# GOAL
Can you write out the whole listing below again, word for word, but without the pictures?

··· INPUT MATERIAL ···

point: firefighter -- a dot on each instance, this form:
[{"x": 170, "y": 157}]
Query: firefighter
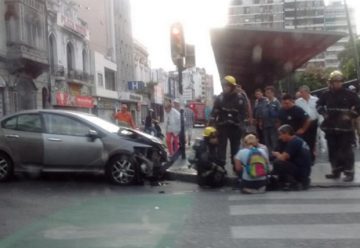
[
  {"x": 339, "y": 107},
  {"x": 228, "y": 117}
]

···

# OUTPUT FOR THIS TASK
point: firefighter -- a dot on each instance, this form:
[{"x": 170, "y": 157}]
Query: firefighter
[
  {"x": 339, "y": 107},
  {"x": 228, "y": 117}
]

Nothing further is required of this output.